# Quoted text:

= Henry Villiers-Stuart =

British soldier, clergyman and Egyptologist

Henry Windsor Villiers-Stuart (13 September 1827 – 12 October 1895), was a British soldier, clergyman, politician, Egyptologist, and author.

==Parentage==
He was the son of Henry Villiers-Stuart, 1st and last Baron Stuart de Decies, son of Lord Henry Stuart and his wife, Lady Gertrude Amelia, daughter of George Mason-Villiers, 2nd Earl Grandison. His paternal great-grandfather was John Stuart, 1st Marquess of Bute, son of Prime Minister John Stuart, 3rd Earl of Bute. Henry Villiers-Stuart had a younger sister, Pauline, later Lady Wheeler Cuffe (died 5 July 1895).

His mother was Theresia Pauline (née Ott), an Austrian Roman Catholic from Vienna. His parents married on 12 January 1826 in a Roman Catholic service at St James's, Spanish Place, London, and also under Scottish law, but there was uncertainty over whether Theresia was free to marry. As a result of this confusion the younger Henry Villiers-Stuart, after the death of his father in 1874, was unable to establish his claim to the peerage and become the 2nd Baron Stuart de Decies. Theresia's married name became Villiers-Stuart, and, as a result of her marriage, she was styled as Baroness Stuart de Decies on 10 March 1839. She died on 7 August 1867 at Wiesbaden, Hesse, Germany and was interred at Villierstown, County Waterford, Ireland.

==Career==
Villiers-Stuart served in the Austrian Imperial Army from 1844 to 1846. He was in the British Army from 1846 to 1847 as an Ensign in the 20th Regiment of Foot. He afterwards attended University College, Durham and took his BA at Durham University in 1850, graduating with a second-class degree in Classics. In 1849 and still an undergraduate he took his first journey to Egypt, with the intention of visiting sites mentioned in the Bible.

===1850–1885===
He was ordained in the Church of England and served as Vicar of Bulkington, Warwickshire from 1852 to 1855, and of Napton from 1855 to 1871, when he resigned Holy Orders to pursue a political career and was successfully returned to Parliament for County Waterford in 1873, representing the Liberal Party. His father died the following year and he then resigned his seat so that he could pursue his claim to the barony of Stuart de Decies. However, Stuart-Villiers was unable to satisfactorily claim that his parents were legally married and was not allowed to assume the title. He was again elected to the House of Commons for County Waterford in 1880, a seat he held until 1885. While in parliament he was upfront about the economic difficulties faced by Irish landowners of his class. In 1880, he explained to his colleagues in the House of Commons that he had taken out a loan so he could afford to employ 200 men.

# Dataset entries:
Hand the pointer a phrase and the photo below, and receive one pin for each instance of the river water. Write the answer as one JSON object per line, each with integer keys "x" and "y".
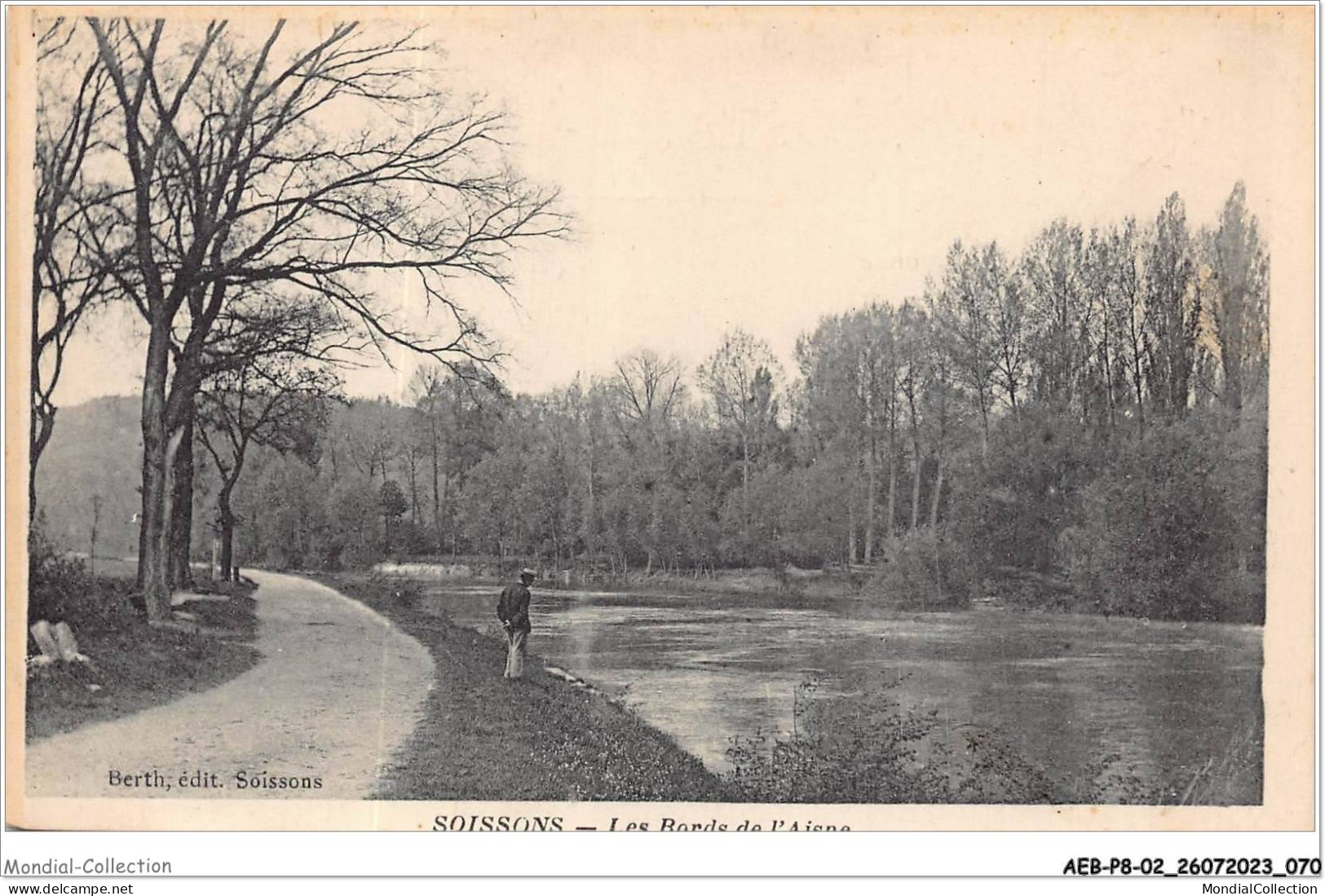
{"x": 1063, "y": 690}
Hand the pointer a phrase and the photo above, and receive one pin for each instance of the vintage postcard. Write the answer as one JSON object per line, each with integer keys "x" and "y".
{"x": 549, "y": 419}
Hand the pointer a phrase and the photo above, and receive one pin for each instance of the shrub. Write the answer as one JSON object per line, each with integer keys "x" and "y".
{"x": 60, "y": 589}
{"x": 922, "y": 569}
{"x": 1159, "y": 537}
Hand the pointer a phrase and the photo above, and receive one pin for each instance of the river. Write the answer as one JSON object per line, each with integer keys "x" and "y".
{"x": 1063, "y": 690}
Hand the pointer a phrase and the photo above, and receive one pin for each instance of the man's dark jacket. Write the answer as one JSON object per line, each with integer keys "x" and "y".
{"x": 513, "y": 607}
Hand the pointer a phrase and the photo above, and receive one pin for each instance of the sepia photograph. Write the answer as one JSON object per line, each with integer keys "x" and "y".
{"x": 660, "y": 419}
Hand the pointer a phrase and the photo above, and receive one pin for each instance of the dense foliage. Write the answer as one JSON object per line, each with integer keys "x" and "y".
{"x": 1083, "y": 426}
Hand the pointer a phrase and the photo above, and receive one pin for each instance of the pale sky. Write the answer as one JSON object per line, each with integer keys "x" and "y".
{"x": 763, "y": 167}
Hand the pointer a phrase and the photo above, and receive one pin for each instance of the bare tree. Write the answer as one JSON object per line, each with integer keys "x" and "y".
{"x": 1240, "y": 301}
{"x": 1173, "y": 309}
{"x": 740, "y": 378}
{"x": 241, "y": 173}
{"x": 277, "y": 400}
{"x": 68, "y": 280}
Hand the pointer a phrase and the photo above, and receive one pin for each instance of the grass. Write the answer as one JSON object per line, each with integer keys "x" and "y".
{"x": 133, "y": 665}
{"x": 540, "y": 739}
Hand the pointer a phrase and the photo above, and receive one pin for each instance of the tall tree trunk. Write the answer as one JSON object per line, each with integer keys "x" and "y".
{"x": 851, "y": 532}
{"x": 939, "y": 489}
{"x": 436, "y": 487}
{"x": 226, "y": 517}
{"x": 892, "y": 491}
{"x": 871, "y": 500}
{"x": 745, "y": 495}
{"x": 154, "y": 533}
{"x": 918, "y": 466}
{"x": 182, "y": 502}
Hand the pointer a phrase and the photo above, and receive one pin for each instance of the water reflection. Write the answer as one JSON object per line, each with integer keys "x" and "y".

# Instructions for the task:
Rewrite the Henry Villiers-Stuart article from "His mother was" up to and including "County Waterford, Ireland.", swapping in "Baden-Baden" wherever "Wiesbaden" appears. The entries come from a different source than the Henry Villiers-Stuart article.

# Expected answer:
His mother was Theresia Pauline (née Ott), an Austrian Roman Catholic from Vienna. His parents married on 12 January 1826 in a Roman Catholic service at St James's, Spanish Place, London, and also under Scottish law, but there was uncertainty over whether Theresia was free to marry. As a result of this confusion the younger Henry Villiers-Stuart, after the death of his father in 1874, was unable to establish his claim to the peerage and become the 2nd Baron Stuart de Decies. Theresia's married name became Villiers-Stuart, and, as a result of her marriage, she was styled as Baroness Stuart de Decies on 10 March 1839. She died on 7 August 1867 at Baden-Baden, Hesse, Germany and was interred at Villierstown, County Waterford, Ireland.